***** Artikel
Operator Swasta Tak Memuaskan

Sumber:Kompas - 05 April 2008
Kategori:Air Minum

Jakarta, Kompas - Kinerja operator swasta yang mengelola air minum di Jakarta, yakni PT Thames PAM Jaya dan PT Palyja, hingga kini belum juga memuaskan. Pelayanan masih di bawah standar. Salah satunya terlihat dari tingkat kebocoran air yang justru makin meluas. Sementara itu, target investasi belum juga terpenuhi.

Hal ini terungkap dalam rapat kerja Komisi B DPRD DKI Jakarta dengan operator swasta yang mengelola air minum, PT Thames PAM Jaya (TPJ) dan PT PAM Lyonnaise Jaya (Palyja), di DPRD, Jumat (4/4).

Sekretaris Komisi B DPRD DKI Jakarta Nurmansjah Lubis mengatakan, tingkat kebocoran air PT Palyja pada tahun 2006 sebanyak 35,4 persen meningkat menjadi 47,6 persen pada tahun 2007. Adapun kebocoran air di PT TPJ dari 40,49 persen pada tahun 2006 meningkat menjadi 53,52 persen pada tahun 2007.

Meningkatnya kebocoran air ini, kata Nurmansjah, menunjukkan masih buruknya kinerja operator swasta yang mengelola air minum di Jakarta. DPRD meminta kedua operator merevitalisasi pipa dan berinvestasi besar-besaran untuk memperluas jangkauan layanan.
**********
◆ Tujuan Tugas 1 ◆
Ubah paragraf artikel yang diawali "Sekretaris Komisi B DPRD DKI Jakarta" menjadi daftar poin singkat yang tetap memuat angka-angka pokoknya.
◆ Tujuan Tugas 2 ◆
Teruskan artikel tentang kinerja operator swasta air minum di Jakarta, dimulai setelah kalimat terakhir yang ada.
***** Data Tersimpan
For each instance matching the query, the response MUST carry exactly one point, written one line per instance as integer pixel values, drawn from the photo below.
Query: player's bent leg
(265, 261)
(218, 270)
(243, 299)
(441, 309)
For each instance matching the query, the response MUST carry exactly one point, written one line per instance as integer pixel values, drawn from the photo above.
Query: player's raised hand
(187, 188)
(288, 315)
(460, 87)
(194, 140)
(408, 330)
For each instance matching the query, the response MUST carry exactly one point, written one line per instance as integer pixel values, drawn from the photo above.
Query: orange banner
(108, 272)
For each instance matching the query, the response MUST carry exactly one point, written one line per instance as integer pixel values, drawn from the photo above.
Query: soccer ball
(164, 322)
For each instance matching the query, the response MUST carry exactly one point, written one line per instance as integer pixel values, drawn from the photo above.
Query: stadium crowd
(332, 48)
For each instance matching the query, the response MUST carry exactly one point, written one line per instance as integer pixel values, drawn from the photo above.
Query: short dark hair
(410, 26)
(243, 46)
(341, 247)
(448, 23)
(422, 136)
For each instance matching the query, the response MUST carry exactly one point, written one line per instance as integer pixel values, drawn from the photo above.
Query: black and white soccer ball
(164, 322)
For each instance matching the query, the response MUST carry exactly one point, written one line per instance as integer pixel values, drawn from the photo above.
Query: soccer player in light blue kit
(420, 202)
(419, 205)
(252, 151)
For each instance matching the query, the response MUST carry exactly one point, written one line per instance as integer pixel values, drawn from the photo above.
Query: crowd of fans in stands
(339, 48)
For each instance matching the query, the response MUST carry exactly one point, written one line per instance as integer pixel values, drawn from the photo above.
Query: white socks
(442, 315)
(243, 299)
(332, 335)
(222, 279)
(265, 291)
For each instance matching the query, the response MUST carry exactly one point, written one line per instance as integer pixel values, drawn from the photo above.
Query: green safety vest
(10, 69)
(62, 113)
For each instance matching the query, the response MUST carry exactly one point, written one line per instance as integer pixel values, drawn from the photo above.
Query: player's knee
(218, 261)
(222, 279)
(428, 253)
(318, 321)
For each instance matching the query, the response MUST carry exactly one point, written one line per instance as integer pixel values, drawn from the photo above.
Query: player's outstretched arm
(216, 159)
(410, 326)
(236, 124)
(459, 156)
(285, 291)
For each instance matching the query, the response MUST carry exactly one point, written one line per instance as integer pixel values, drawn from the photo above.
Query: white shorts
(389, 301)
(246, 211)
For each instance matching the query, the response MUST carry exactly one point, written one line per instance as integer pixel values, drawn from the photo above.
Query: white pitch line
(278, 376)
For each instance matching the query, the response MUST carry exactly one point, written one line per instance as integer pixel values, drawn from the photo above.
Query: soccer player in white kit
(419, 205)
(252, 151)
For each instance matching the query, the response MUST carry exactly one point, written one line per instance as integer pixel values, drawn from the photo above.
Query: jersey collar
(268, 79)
**********
◆ Jawaban Latihan 1 ◆
- Sumber: Nurmansjah Lubis, Sekretaris Komisi B DPRD DKI Jakarta
- PT Palyja: kebocoran air naik dari 35,4 persen (2006) menjadi 47,6 persen (2007)
- PT TPJ: kebocoran air naik dari 40,49 persen (2006) menjadi 53,52 persen (2007)

◆ Jawaban Latihan 2 ◆
Nurmansjah juga melihat investasi yang dilakukan PT TPJ baru terealisasi 64 persen dari target, sedangkan investasi PT Palyja baru terealisasi 73 persen. ”Janji PT TPJ yang sekarang dimiliki Acuatico untuk menanamkan investasi senilai 15 juta dollar AS juga belum terpenuhi. Jangan sampai kelak perusahaan ini dijual lagi ke investor lain setelah nilai asetnya naik,” katanya.

Dari paparan yang disampaikan saat rapat dengan DPRD DKI, terungkap kapasitas PT PAM Lyonnaise Jaya 8.875 liter per detik dan kapasitas PT Thames PAM Jaya 9.000 liter per detik. Dengan demikian, total kapasitas air minum di Jakarta yang dilayani dua operator swasta itu 17.875 liter per detik.

Penduduk yang sudah terlayani air minum saat ini 62,21 persen dengan 753.799 sambungan langsung dan 1.756 pelanggan hidran. Ini berarti masih ada 37,79 persen penduduk Jakarta yang belum terlayani.

Air tanah

Nurmansjah menambahkan, tarif air tanah juga harus ditinjau. Banyak yang menggunakan air tanah sebanyak-banyaknya, tetapi membayar murah. Sementara itu, PDAM ditantang untuk menyediakan pelayanan untuk gedung tinggi dengan optimal.

Ketua Bidang Studi Kajian Pengembangan Perkotaan Universitas Indonesia Rudy P Tambunan menyatakan, kenaikan tarif itu harus diikuti dengan pengetatan izin mengebor air sumur dalam.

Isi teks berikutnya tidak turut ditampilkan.